Point-based annotation records
++++++++
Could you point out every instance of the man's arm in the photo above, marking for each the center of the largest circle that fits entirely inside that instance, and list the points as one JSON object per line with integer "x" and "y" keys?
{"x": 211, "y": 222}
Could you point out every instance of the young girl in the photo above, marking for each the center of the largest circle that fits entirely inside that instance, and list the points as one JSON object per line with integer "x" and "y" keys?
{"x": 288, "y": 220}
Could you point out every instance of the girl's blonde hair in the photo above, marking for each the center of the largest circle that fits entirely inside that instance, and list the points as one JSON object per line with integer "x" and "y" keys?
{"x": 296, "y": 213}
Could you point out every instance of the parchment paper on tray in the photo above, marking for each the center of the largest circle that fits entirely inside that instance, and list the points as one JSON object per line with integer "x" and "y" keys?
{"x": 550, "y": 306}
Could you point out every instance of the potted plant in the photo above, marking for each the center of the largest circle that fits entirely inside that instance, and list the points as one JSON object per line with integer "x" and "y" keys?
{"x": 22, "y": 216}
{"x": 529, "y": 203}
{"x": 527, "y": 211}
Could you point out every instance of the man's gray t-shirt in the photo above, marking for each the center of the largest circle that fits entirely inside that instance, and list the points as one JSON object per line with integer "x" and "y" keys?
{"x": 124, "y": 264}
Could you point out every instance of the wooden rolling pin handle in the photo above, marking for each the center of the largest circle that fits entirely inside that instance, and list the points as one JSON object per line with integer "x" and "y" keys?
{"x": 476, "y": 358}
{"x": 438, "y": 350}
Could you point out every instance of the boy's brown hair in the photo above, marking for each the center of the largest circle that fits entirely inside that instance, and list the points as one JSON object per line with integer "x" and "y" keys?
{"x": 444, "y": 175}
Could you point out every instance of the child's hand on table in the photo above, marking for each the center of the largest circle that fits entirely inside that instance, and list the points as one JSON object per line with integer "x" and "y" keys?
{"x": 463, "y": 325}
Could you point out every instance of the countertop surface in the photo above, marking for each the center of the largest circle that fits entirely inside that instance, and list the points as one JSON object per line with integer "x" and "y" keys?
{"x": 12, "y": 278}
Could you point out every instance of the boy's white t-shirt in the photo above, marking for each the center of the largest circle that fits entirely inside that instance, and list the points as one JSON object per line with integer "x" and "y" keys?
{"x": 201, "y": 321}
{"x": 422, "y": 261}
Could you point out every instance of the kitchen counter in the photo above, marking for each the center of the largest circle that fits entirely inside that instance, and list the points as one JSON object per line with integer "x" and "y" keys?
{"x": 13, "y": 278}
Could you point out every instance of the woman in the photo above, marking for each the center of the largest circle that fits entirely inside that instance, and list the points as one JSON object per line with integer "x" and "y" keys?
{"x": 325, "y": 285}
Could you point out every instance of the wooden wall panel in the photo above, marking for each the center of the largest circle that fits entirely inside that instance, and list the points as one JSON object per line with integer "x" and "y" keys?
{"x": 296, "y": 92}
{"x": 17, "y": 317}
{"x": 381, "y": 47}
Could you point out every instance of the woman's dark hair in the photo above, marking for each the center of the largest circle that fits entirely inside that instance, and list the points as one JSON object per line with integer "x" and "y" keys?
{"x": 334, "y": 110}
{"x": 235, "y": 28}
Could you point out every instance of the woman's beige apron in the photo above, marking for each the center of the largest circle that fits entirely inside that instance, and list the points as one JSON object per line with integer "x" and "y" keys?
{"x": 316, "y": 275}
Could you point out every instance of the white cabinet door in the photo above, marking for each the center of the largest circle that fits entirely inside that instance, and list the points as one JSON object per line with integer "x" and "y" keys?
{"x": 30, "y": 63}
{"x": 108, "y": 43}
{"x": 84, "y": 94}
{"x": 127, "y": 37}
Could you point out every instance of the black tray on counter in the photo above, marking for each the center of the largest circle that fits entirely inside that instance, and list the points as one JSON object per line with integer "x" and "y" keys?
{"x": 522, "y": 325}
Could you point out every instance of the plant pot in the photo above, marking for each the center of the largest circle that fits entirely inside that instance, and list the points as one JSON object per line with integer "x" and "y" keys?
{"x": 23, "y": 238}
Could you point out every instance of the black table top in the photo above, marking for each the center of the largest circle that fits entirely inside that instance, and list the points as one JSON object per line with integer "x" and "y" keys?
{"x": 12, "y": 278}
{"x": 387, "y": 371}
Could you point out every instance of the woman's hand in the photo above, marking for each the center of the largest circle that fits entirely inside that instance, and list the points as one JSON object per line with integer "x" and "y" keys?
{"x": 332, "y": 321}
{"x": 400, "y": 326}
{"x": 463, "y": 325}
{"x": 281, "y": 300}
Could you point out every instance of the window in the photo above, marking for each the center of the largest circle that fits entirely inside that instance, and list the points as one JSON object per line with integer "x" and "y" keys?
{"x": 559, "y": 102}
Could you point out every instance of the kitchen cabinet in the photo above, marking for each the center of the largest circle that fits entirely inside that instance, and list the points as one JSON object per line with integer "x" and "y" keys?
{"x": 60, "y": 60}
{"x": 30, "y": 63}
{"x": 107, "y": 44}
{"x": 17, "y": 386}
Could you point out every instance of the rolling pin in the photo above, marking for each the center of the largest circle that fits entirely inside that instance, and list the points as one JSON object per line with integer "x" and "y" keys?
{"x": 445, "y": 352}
++++++++
> Objective: Copy all of these records word for word, with nothing changed.

> The solution:
Could you point out every instance of the man's arm in the photo above, marking for each the center of the largest circle that fits entirely inside that instance, and list the points as one JSON object per line with integer "x" and "y" keys?
{"x": 211, "y": 222}
Could you point out every instance of the young girl in the photo above, marking for each the center of the largest circle that fits entirely inside that instance, and list the points as one JSON object per line with integer "x" and "y" keys?
{"x": 288, "y": 220}
Could you point out every instance of the girl's blonde hair in the photo above, marking for each the center of the largest circle that fits entirely inside that instance, and list the points as one JSON object per line with integer "x" and "y" keys?
{"x": 296, "y": 213}
Could you point out every instance of the parchment paper on tray in the photo above, marking for each the center of the largest circle that fits entirely inside that instance, and list the points as one JSON object per line with integer "x" and "y" keys?
{"x": 550, "y": 306}
Could you point out every instance of the potted plant in the photo above, marking for each the center of the largest circle that fits entirely inside that instance, and list the points as one JSON object per line with integer "x" and "y" keys?
{"x": 22, "y": 216}
{"x": 529, "y": 203}
{"x": 527, "y": 211}
Could you point out every instance of the man's gray t-shirt in the photo above, marking for each the center of the largest circle that fits entirely inside that instance, and list the points as one JSON object per line with integer "x" and "y" keys?
{"x": 124, "y": 264}
Could you point out every instance of the wooden rolling pin handle in the photo above, marking for each the center of the largest circle that fits entirely inside that instance, and list the points as one JSON object per line with integer "x" and "y" keys?
{"x": 476, "y": 358}
{"x": 438, "y": 350}
Could you point out every instance of the boy's brown hair in the photo above, marking for each the center of the largest circle that fits entirely inside that instance, and list the points as one JSON object per line with integer "x" and "y" keys?
{"x": 444, "y": 175}
Could you point out every instance of the child's hand on table in the photo above, marking for each the center of the largest circle that fits entirely inside that instance, and list the points as one JSON object per line with integer "x" and "y" keys?
{"x": 463, "y": 325}
Could you point out every instance of the countertop surface in the photo above, marking for each the center of the largest circle that fits entirely inside that instance, and list the points as one JSON object per line with integer "x" and "y" keys?
{"x": 12, "y": 278}
Could you point out every instance of the boy's white t-shirt in the photo above, marking for each the center of the largest circle that fits entirely inside that instance, and list the points as one JSON object per line with integer "x" and "y" keys?
{"x": 201, "y": 321}
{"x": 422, "y": 261}
Could you point out every instance of the kitchen counter in the photo above, marking for each the center of the largest circle that fits entirely inside that instance, and list the points as one JSON object per line with integer "x" and "y" keys?
{"x": 13, "y": 278}
Could you point out every instance of the woman in the photo above, marking for each the center of the largest circle that fits entirely inside that instance, and list the points as one JSON object per line with integer "x" and "y" keys?
{"x": 325, "y": 285}
Could you point out every instance of the wooden wall panel in the photo above, marking for each the center of the largest circle that fits entirely inside that instance, and list the points as one JSON object per line with integer "x" and "y" keys?
{"x": 296, "y": 92}
{"x": 17, "y": 317}
{"x": 381, "y": 47}
Could you point out every instance of the woman's dark hair in the photo above, marking for each the center of the largest circle that fits entirely inside that instance, and list the points as one JSON object per line with integer "x" and "y" keys?
{"x": 334, "y": 110}
{"x": 235, "y": 28}
Could you point out every instance of the woman's beige apron in the photo above, marking for each the center of the largest circle that fits entirely inside that instance, and list the points as one JSON object per line with integer "x" and "y" keys?
{"x": 316, "y": 275}
Could you point out every instance of the white cabinet door in the photo above, marking for each the center of the largest circle that fits entirely inside that instance, and list the points as one JSON object per line with integer "x" and "y" keys?
{"x": 30, "y": 63}
{"x": 108, "y": 43}
{"x": 84, "y": 94}
{"x": 127, "y": 37}
Could you point out every instance of the black tray on counter in the photo above, marking for each the center of the largest circle that fits entirely inside that instance, and list the points as one JSON object per line with integer "x" and "y" keys?
{"x": 522, "y": 325}
Could you point out every instance of the plant pot in the photo above, marking for each the center of the largest circle that fits entirely inside that instance, and list the points as one JSON object per line with integer "x" and "y" keys?
{"x": 23, "y": 238}
Could you point out every instance of the black table top in the photo above, marking for each the center of the largest circle that fits entirely inside that instance, and list the points as one JSON object per line with integer "x" and "y" keys?
{"x": 12, "y": 278}
{"x": 387, "y": 371}
Could you point out every instance of the woman's hand in the photo above, marking for each the center of the largest circle that fits entirely inside that instance, and list the points as one JSON object per line with integer "x" and "y" keys?
{"x": 332, "y": 321}
{"x": 400, "y": 326}
{"x": 463, "y": 325}
{"x": 281, "y": 300}
Could you point out every instance of the window in the photo above, marking for each the center of the largest circle that fits entirely inside that instance, and list the points as one JSON object per line with integer "x" and "y" keys?
{"x": 559, "y": 102}
Could you point out every instance of the kitchen cabinet in the photo above, marking for each the center of the largest circle that fits entirely inside that instance, and list the points as one JSON object per line with integer "x" and "y" keys?
{"x": 60, "y": 60}
{"x": 30, "y": 63}
{"x": 107, "y": 44}
{"x": 17, "y": 386}
Could you point out every instance of the rolling pin in the photo above, marking for each the center of the largest circle that fits entirely inside that instance, and list the points as one JSON object per line with integer "x" and "y" keys?
{"x": 445, "y": 352}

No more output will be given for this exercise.